++++ Brano di partenza

La memoria infedele. La seduzione delle immagini da de Chirico a Schifano è la nuova mostra allestita nella Sala dei Comuni del Castello Estense. Il progetto curato da Chiara Vorrasi presenta una selezione di 12 lavori artistici, tra dipinti, sculture e disegni, di cui 9 opere provenienti dalla collezione privata di Franco Farina (direttore per trent’anni della Civica Galleria d’Arte Moderna e del Palazzo dei Diamanti, scomparso nel 2018) che nel 2019 è stata donata alla città da Lola Bonora, curatrice e critica dell’arte, nonché compagna di Farina. Il percorso espositivo si pone in connessione con la rassegna dedicata all’artista Adelchi Riccardo Mantovani Il sogno di Ferrara, visitabile sempre all’interno del Castello.
Il titolo della mostra è un chiaro riferimento a La memoire infidèle (1979) di Leonor Fini (1907-1996). Un’artista che ha sempre amato le immagini, qualsiasi immagine: “fin dall’infanzia ammiravo i quadri di Pisanello, Piero della Francesca, Paolo Uccello, Cosimo Tura, Pontormo. Le differenze tra questi pittori che imparai in seguito, non hanno alcuna importanza; tutte le immagini possono nutrire secondo il momento”.
Alcuni critici hanno cercato di fornire una chiave di lettura dei suoi lavori tramite la lente del surrealismo, però Fini vedeva più la differenza che l’eventuale affinità con la tendenza surrealista. Inoltre, trovava eccessivamente fastidioso qualsiasi ‘appartenenza’. L’originalità dell’artista è manifestata nell’aspetto figurativo della sua pittura: le scene dipinte sono spesso silenziose e misteriose, e spesso, nei volti il suo autoritratto è percettibile. I corpi che ci troviamo davanti sono figure allungate e sinuose, avvolte quasi in un alone di irrealtà. L’espressione dell’io costituisce il vero soggetto dell’intera opera di Fini, che proietta sulla tela il suo mondo interiore senza passare attraverso il pretesto di un mondo esterno da verificare.

++++++++
++++ Estratti delle righe

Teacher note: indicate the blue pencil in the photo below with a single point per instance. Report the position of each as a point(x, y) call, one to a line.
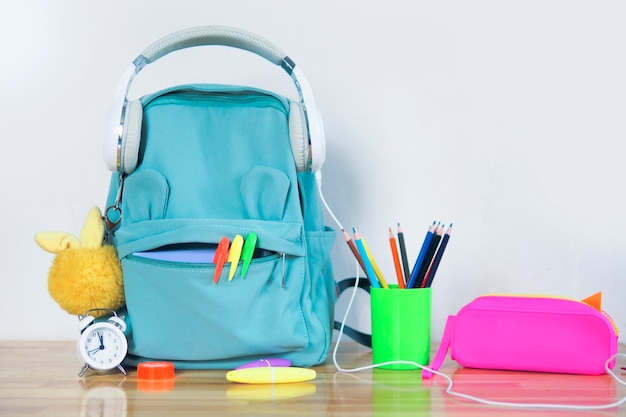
point(438, 256)
point(421, 258)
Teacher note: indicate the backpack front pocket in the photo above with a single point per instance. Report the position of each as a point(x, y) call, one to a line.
point(178, 313)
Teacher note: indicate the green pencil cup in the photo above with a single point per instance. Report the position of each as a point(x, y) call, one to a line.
point(400, 326)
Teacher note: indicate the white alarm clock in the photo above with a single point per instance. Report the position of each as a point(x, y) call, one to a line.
point(102, 345)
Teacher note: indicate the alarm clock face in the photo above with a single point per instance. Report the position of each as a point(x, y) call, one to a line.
point(102, 346)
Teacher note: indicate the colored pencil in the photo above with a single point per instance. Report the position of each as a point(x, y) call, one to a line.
point(403, 255)
point(396, 260)
point(366, 261)
point(433, 268)
point(377, 271)
point(421, 257)
point(430, 254)
point(354, 250)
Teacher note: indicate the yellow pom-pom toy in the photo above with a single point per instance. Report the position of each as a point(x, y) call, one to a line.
point(85, 274)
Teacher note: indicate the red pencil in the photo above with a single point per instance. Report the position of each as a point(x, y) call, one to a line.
point(396, 260)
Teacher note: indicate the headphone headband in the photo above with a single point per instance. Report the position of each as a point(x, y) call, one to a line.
point(207, 36)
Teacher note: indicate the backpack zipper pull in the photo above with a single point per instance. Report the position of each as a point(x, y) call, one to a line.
point(283, 279)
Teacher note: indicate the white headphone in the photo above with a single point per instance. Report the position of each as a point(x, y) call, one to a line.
point(123, 135)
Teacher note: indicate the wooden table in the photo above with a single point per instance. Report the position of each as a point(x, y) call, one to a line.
point(40, 379)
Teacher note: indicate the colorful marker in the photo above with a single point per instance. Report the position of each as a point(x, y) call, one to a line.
point(234, 254)
point(219, 259)
point(247, 252)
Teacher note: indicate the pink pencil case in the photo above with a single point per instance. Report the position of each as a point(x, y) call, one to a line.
point(530, 333)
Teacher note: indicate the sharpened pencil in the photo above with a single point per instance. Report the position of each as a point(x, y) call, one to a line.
point(396, 260)
point(403, 255)
point(421, 257)
point(433, 268)
point(366, 261)
point(354, 250)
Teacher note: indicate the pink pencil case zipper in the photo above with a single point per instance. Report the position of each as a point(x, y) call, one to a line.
point(529, 333)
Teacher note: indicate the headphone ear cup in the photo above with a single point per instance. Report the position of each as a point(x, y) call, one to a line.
point(131, 137)
point(299, 137)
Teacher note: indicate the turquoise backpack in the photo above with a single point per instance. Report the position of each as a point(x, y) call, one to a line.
point(198, 163)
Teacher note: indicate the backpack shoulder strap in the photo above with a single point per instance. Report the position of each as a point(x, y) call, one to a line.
point(443, 348)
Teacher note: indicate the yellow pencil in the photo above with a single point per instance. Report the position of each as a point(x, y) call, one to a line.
point(377, 270)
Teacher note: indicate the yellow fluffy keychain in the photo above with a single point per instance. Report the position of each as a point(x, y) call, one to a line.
point(85, 274)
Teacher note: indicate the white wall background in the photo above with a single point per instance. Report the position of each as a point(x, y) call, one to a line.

++++++++

● Consegna
Prosegui il brano sulla mostra «La memoria infedele» partendo dall'ultima frase riportata. Le righe vengono da un'altra fonte.

● Risposta
Leonor Fini ha scritto a proposito di Giorgio De Chirico (1888-1978) di apprezzare maggiormente le poesie rispetto ai suoi quadri. Che sia vero o meno, difficile oggi da verificare. Ciò che è straordinario è il fatto che un artista universalmente celebre, sia allo stesso tempo così poco conosciuto. Per il grande pubblico il suo nome è associato alla Metafisica, ma l’artista è molto più eclettico di ciò che si può pensare. Pittore, scultore, scrittore, nonché grande conoscitore di alcuni filosofi, in primis Nietzsche e Schopenhauer.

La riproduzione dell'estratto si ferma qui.